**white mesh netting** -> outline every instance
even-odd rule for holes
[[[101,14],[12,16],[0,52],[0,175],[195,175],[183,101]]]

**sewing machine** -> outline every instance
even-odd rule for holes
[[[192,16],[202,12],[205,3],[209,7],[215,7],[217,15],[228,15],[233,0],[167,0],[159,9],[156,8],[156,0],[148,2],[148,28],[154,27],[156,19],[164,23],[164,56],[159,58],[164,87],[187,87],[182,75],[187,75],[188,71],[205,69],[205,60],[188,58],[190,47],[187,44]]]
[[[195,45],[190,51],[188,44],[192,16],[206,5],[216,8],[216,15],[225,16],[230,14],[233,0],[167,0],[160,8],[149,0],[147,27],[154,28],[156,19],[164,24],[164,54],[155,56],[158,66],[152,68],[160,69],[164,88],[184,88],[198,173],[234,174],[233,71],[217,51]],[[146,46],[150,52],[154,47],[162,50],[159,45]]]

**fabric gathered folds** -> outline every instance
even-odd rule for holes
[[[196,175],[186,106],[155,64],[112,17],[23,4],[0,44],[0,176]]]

————————

**Objective:** Repeat the listing exactly, from its first line to its last.

**Written response:**
**white mesh netting** -> outline every instance
even-odd rule for holes
[[[101,14],[12,16],[0,52],[0,175],[195,175],[183,101]]]

**sewing machine** -> outline every instance
even-odd rule for holes
[[[192,16],[202,12],[205,3],[209,7],[215,7],[217,15],[228,15],[233,0],[167,0],[159,9],[156,8],[156,0],[148,2],[148,28],[154,27],[156,19],[164,23],[164,56],[159,58],[164,87],[187,87],[182,75],[187,75],[188,71],[205,69],[205,60],[188,58],[190,47],[187,44]]]
[[[195,45],[190,51],[188,44],[192,16],[206,5],[216,8],[216,15],[225,16],[230,14],[233,0],[167,0],[160,8],[149,0],[147,27],[154,28],[156,19],[164,24],[164,54],[155,56],[158,66],[152,68],[160,69],[164,88],[184,88],[198,173],[234,174],[233,71],[217,51]],[[146,46],[150,52],[154,47],[162,50],[159,45]]]

**fabric gathered folds** -> outline every instance
even-odd rule for holes
[[[196,175],[186,106],[155,64],[112,17],[23,4],[0,44],[0,176]]]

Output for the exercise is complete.